[EXCERPTED DATA]
◆ ◆ ◆

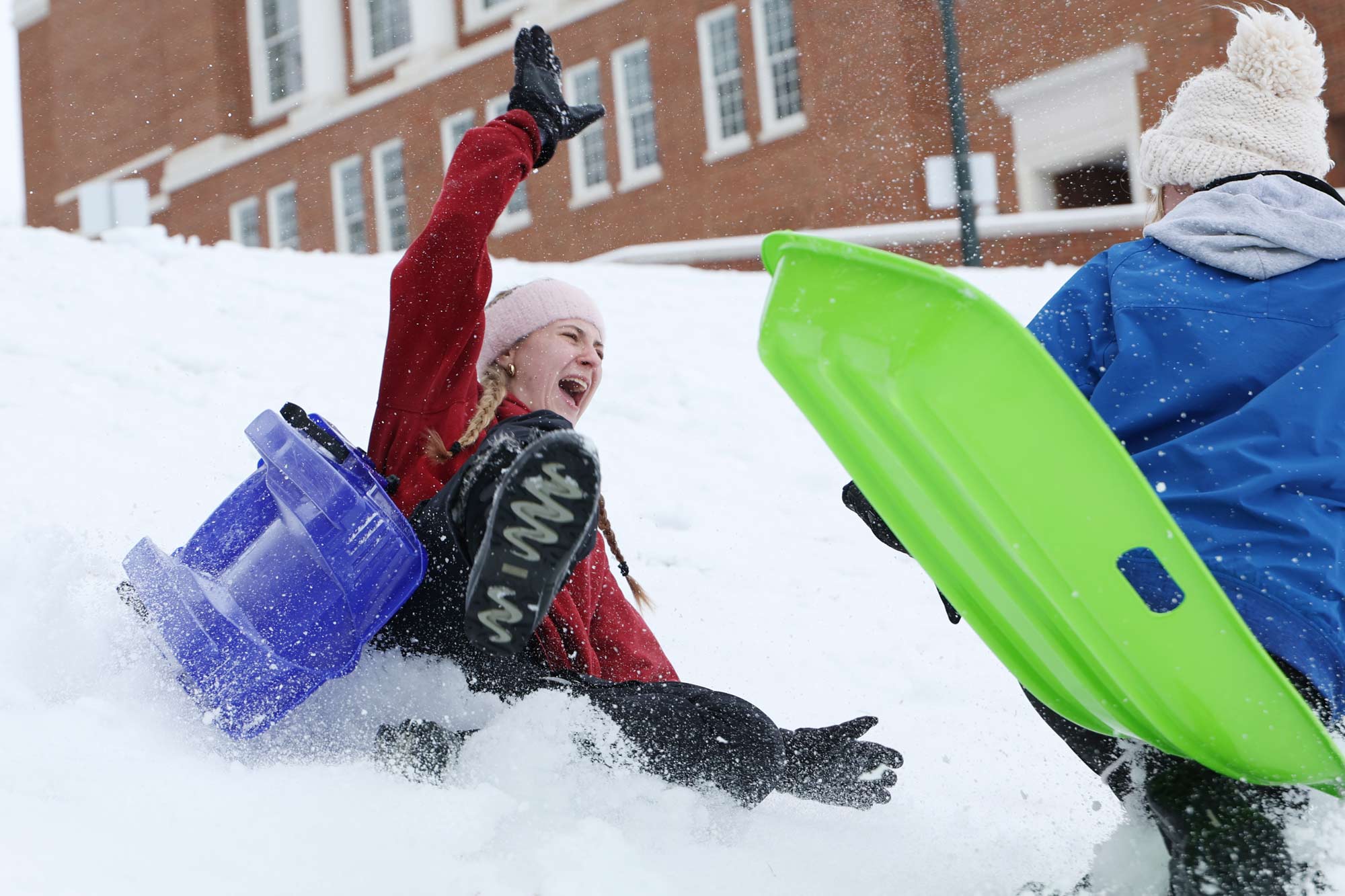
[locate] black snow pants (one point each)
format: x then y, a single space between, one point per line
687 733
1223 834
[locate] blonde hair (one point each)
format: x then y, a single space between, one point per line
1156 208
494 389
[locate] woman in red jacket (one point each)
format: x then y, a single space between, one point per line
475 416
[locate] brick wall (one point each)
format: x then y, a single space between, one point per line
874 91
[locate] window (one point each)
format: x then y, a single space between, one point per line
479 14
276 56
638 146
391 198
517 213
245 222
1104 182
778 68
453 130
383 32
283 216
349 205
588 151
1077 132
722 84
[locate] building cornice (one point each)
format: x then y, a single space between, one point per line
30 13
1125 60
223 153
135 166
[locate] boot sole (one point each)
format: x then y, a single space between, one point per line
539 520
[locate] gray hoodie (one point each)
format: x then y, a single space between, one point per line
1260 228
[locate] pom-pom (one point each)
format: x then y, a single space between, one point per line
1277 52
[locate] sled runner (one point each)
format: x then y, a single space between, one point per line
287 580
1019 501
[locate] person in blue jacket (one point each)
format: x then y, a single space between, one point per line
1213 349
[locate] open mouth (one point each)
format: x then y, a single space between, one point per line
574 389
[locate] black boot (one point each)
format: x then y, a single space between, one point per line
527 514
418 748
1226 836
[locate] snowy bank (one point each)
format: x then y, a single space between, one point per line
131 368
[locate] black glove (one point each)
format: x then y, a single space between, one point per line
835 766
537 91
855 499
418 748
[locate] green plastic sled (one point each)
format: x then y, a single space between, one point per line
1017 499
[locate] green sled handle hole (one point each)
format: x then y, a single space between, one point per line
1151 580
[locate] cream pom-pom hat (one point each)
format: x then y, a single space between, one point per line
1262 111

◆ ◆ ◆

[SHORT TASK]
Copy out the lines above with every character unchanged, omitting the pictures.

[SOLUTION TO THIS TASK]
[locate] black snow pants (one point each)
format: x then y, a single space between, one point per line
687 733
1223 834
[locate] blonde hair (one point each)
format: x then y, a single space between, one point per line
1156 208
494 389
[locate] woman in red jacket (one point each)
format: x then y, a single space between, one point per line
475 416
[locate] brick wall (one point each)
format: x then y, a single space between, one point per line
874 91
[locate] window (one point each)
format: x then y, a single space between, one point per line
479 14
276 56
638 146
391 198
517 213
245 222
1104 182
778 68
453 130
383 32
283 216
349 205
588 151
1077 132
722 84
[locate] building cornice (one point each)
format: x then y, a single space between, one point per line
30 13
1125 60
223 153
135 166
[locate] boot sole (one point each)
format: x then y, a single space between, one point per line
539 520
[locate] gray hoodie (one point each)
format: x then y, a single space between, one point per line
1260 228
[locate] pom-pom (one point each)
format: x then y, a single space between, one point per line
1277 52
[locate] sled runner (one point each)
format: x then y, a single space between, one point per line
287 580
1019 501
[locate] person in blue jacket (one point each)
format: x then y, a single space between, one point per line
1213 349
[locate] open mouth (one point each)
format: x then y, a single space between, one point per line
574 389
[locate] black boot (one point each)
format: x then y, a single space between, one point per line
527 514
418 748
1226 836
[locate] snowy bank (one point each)
format: x then y, a single space between, one point per line
131 368
[locate] black glove (one point each)
format: x then y, a single space between, one point per line
835 766
537 91
855 499
418 748
[locate] green plastic sled (one point each)
format: x then y, a single space between, one point per line
1017 499
[locate] green sled handle hole (one point each)
format: x then y, a single space between, one point per line
1151 580
[locate] cream pom-pom hat (one point each)
format: x then y, a single space between, one point per line
1262 111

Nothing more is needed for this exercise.